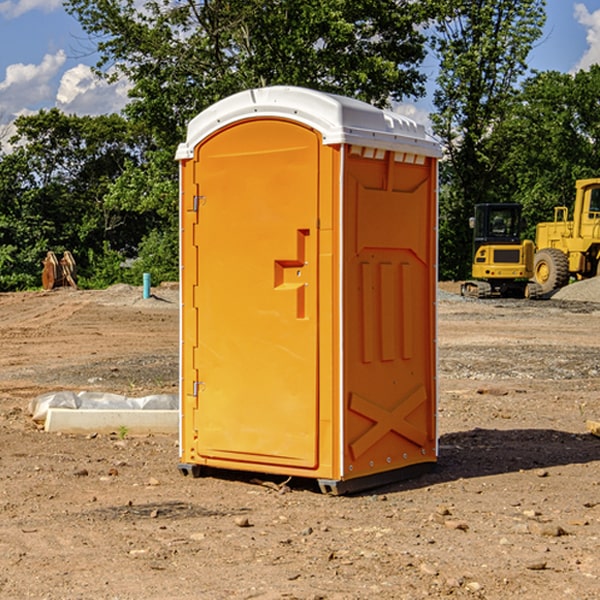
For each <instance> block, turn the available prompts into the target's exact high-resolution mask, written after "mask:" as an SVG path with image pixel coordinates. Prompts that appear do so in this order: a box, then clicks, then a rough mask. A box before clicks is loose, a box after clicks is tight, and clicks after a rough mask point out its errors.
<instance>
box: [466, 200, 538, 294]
mask: <svg viewBox="0 0 600 600" xmlns="http://www.w3.org/2000/svg"><path fill="white" fill-rule="evenodd" d="M521 209H522V207H521V205H520V204H509V203H496V204H492V203H487V204H477V205H475V216H474V217H471V219H470V223H469V224H470V226H471V227H472V229H473V265H472V269H471V275H472V278H473V279H471V280H468V281H465V282H464V283H463V284H462V285H461V295H463V296H469V297H473V298H492V297H505V298H506V297H509V298H537V297H539V296H541V295H542V288H541V286H540V285H539V284H538V283H536V282H534V281H530V279H532V277H533V274H534V253H535V246H534V243H533V242H532V241H531V240H521V230H522V227H523V221H522V218H521Z"/></svg>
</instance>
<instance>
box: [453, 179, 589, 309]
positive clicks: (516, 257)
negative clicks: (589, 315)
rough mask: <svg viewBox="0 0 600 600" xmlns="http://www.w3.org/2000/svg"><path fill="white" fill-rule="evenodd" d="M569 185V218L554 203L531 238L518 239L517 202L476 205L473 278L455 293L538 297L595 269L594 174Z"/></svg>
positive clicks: (463, 284)
mask: <svg viewBox="0 0 600 600" xmlns="http://www.w3.org/2000/svg"><path fill="white" fill-rule="evenodd" d="M575 190H576V193H575V203H574V205H573V211H572V215H573V217H572V219H571V220H569V209H568V207H566V206H557V207H555V208H554V220H553V221H549V222H546V223H538V224H537V226H536V235H535V244H534V242H532V241H531V240H521V223H522V222H521V206H520V205H519V204H478V205H476V206H475V217H473V218H472V219H471V221H472V223H471V225H472V227H473V229H474V236H473V244H474V248H473V250H474V251H473V265H472V277H473V280H471V281H466V282H465V283H464V284H463V285H462V287H461V293H462V294H463V295H464V296H473V297H477V298H489V297H492V296H513V297H527V298H539V297H542V296H548V295H549V294H551V293H552V292H553V291H554V290H557V289H560V288H561V287H564V286H565V285H567V284H568V283H569V281H570V280H571V278H574V279H578V280H579V279H587V278H590V277H596V276H597V275H600V178H596V179H580V180H578V181H577V182H576V183H575ZM528 280H530V281H528Z"/></svg>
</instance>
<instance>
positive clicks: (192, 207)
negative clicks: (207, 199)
mask: <svg viewBox="0 0 600 600" xmlns="http://www.w3.org/2000/svg"><path fill="white" fill-rule="evenodd" d="M205 201H206V196H194V204H193V207H192V210H193V211H194V212H198V209H199V208H200V206H202V205H203V204H204V203H205Z"/></svg>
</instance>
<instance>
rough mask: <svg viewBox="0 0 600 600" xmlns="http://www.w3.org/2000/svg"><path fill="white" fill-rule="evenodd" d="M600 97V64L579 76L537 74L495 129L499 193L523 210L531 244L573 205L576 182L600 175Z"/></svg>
mask: <svg viewBox="0 0 600 600" xmlns="http://www.w3.org/2000/svg"><path fill="white" fill-rule="evenodd" d="M599 96H600V66H599V65H593V66H592V67H591V68H590V69H589V71H578V72H577V73H576V74H574V75H572V74H568V73H558V72H556V71H549V72H543V73H537V74H535V75H534V76H532V77H530V78H529V79H527V80H526V81H525V82H524V83H523V86H522V90H521V92H520V94H519V95H518V98H517V100H518V101H517V102H515V103H514V106H513V108H512V110H511V112H510V114H508V115H507V116H506V118H505V119H504V120H503V122H502V123H501V124H500V125H499V126H498V127H497V128H496V131H495V136H494V144H495V146H496V148H495V151H496V152H498V153H500V152H502V154H503V161H502V163H501V165H500V166H499V168H498V172H499V173H498V175H499V178H500V179H501V181H502V182H503V186H502V188H501V189H500V192H501V194H502V195H503V196H505V197H508V198H511V199H512V200H513V201H515V202H520V203H521V204H522V205H523V206H524V214H525V216H526V218H527V222H528V223H529V227H528V231H527V236H528V237H530V238H532V239H533V238H534V236H535V224H536V223H538V222H541V221H548V220H552V219H553V209H554V207H555V206H567V207H571V206H572V203H573V200H574V197H575V181H576V180H577V179H585V178H589V177H598V176H599V175H600V174H599V172H598V165H600V105H598V101H597V99H598V97H599Z"/></svg>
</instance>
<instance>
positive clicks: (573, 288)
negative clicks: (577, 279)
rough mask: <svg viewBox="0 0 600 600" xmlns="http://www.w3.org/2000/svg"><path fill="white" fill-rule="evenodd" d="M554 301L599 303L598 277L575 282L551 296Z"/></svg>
mask: <svg viewBox="0 0 600 600" xmlns="http://www.w3.org/2000/svg"><path fill="white" fill-rule="evenodd" d="M552 299H554V300H573V301H576V302H600V277H593V278H592V279H584V280H582V281H576V282H574V283H571V284H570V285H567V286H565V287H564V288H561V289H560V290H558V291H557V292H556V293H555V294H553V296H552Z"/></svg>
--------------------
**TASK GOAL**:
Print every one of the records above again verbatim, character for character, leaving out the picture.

**OUTPUT**:
For each <instance> block, turn the available prompts into the target's exact high-resolution mask, written after "mask:" as an SVG path with image pixel coordinates. Prompts that appear do so in this order: a box, then clicks, then a rough mask. A box before clicks is loose, a box after clicks is tight, and clicks after a rough mask point out its errors.
<instance>
box: [466, 200, 538, 294]
mask: <svg viewBox="0 0 600 600" xmlns="http://www.w3.org/2000/svg"><path fill="white" fill-rule="evenodd" d="M521 209H522V207H521V205H520V204H509V203H496V204H492V203H487V204H477V205H475V216H474V217H471V219H470V223H469V224H470V226H471V227H472V229H473V265H472V269H471V275H472V278H473V279H471V280H468V281H465V282H464V283H463V284H462V285H461V295H463V296H469V297H473V298H492V297H505V298H506V297H509V298H537V297H539V296H541V295H542V288H541V286H540V285H539V284H538V283H536V282H534V281H530V279H532V277H533V274H534V253H535V246H534V243H533V242H532V241H531V240H521V230H522V227H523V221H522V218H521Z"/></svg>
</instance>
<instance>
box: [453, 179, 589, 309]
positive clicks: (516, 257)
negative clicks: (589, 315)
rough mask: <svg viewBox="0 0 600 600" xmlns="http://www.w3.org/2000/svg"><path fill="white" fill-rule="evenodd" d="M569 185V218L554 203L531 238L518 239L517 202L476 205L473 278L455 293L538 297L595 269L594 174Z"/></svg>
positive clicks: (463, 284)
mask: <svg viewBox="0 0 600 600" xmlns="http://www.w3.org/2000/svg"><path fill="white" fill-rule="evenodd" d="M575 190H576V193H575V203H574V205H573V211H572V215H573V217H572V219H571V220H569V209H568V207H566V206H557V207H555V208H554V220H553V221H549V222H546V223H538V224H537V226H536V235H535V244H534V242H532V241H531V240H521V223H522V222H521V206H520V205H519V204H478V205H476V206H475V217H473V218H472V219H471V221H472V223H471V225H472V227H473V229H474V236H473V244H474V248H473V250H474V251H473V265H472V277H473V280H471V281H466V282H465V283H464V284H463V285H462V287H461V293H462V294H463V295H464V296H473V297H477V298H489V297H492V296H513V297H527V298H539V297H542V296H548V295H549V294H551V293H552V292H553V291H554V290H557V289H560V288H561V287H564V286H565V285H567V284H568V283H569V281H570V280H571V278H574V279H578V280H579V279H587V278H590V277H596V276H597V275H600V178H596V179H580V180H578V181H577V182H576V183H575ZM528 280H530V281H528Z"/></svg>
</instance>
<instance>
positive clicks: (192, 207)
negative clicks: (207, 199)
mask: <svg viewBox="0 0 600 600" xmlns="http://www.w3.org/2000/svg"><path fill="white" fill-rule="evenodd" d="M205 201H206V196H194V204H193V207H192V210H193V211H194V212H198V209H199V208H200V206H202V205H203V204H204V203H205Z"/></svg>
</instance>
<instance>
rough mask: <svg viewBox="0 0 600 600" xmlns="http://www.w3.org/2000/svg"><path fill="white" fill-rule="evenodd" d="M600 97V64L579 76L537 74L495 129L499 193L523 210L531 244L573 205L576 182L600 175Z"/></svg>
mask: <svg viewBox="0 0 600 600" xmlns="http://www.w3.org/2000/svg"><path fill="white" fill-rule="evenodd" d="M599 96H600V66H599V65H593V66H592V67H591V68H590V69H589V71H578V72H577V73H576V74H574V75H572V74H568V73H558V72H556V71H549V72H543V73H537V74H535V75H534V76H532V77H530V78H529V79H527V80H526V81H525V82H524V83H523V86H522V90H521V92H520V94H519V95H518V98H517V100H518V101H517V102H515V103H514V106H513V108H512V110H511V112H510V114H508V115H507V116H506V118H505V119H504V120H503V122H502V123H501V124H500V125H499V126H498V127H497V128H496V131H495V136H494V144H495V146H496V148H495V151H496V152H498V153H500V152H502V154H503V161H502V163H501V165H500V166H499V168H498V172H499V173H498V175H499V178H500V179H501V181H502V182H503V186H502V188H501V189H500V192H501V194H502V195H503V196H505V197H508V198H511V199H512V200H513V201H515V202H520V203H521V204H522V205H523V206H524V214H525V216H526V218H527V222H528V223H529V227H528V231H527V236H528V237H530V238H532V239H533V238H534V236H535V224H536V223H538V222H541V221H548V220H552V219H553V209H554V207H555V206H567V207H571V206H572V203H573V200H574V197H575V181H576V180H577V179H585V178H589V177H598V176H599V175H600V174H599V172H598V165H600V105H598V101H597V99H598V97H599Z"/></svg>
</instance>
<instance>
positive clicks: (573, 288)
negative clicks: (577, 279)
rough mask: <svg viewBox="0 0 600 600" xmlns="http://www.w3.org/2000/svg"><path fill="white" fill-rule="evenodd" d="M554 301L599 303L598 277L575 282L551 296Z"/></svg>
mask: <svg viewBox="0 0 600 600" xmlns="http://www.w3.org/2000/svg"><path fill="white" fill-rule="evenodd" d="M552 299H554V300H573V301H576V302H600V277H593V278H592V279H584V280H582V281H576V282H574V283H571V284H570V285H567V286H565V287H564V288H561V289H560V290H558V291H557V292H556V293H555V294H553V296H552Z"/></svg>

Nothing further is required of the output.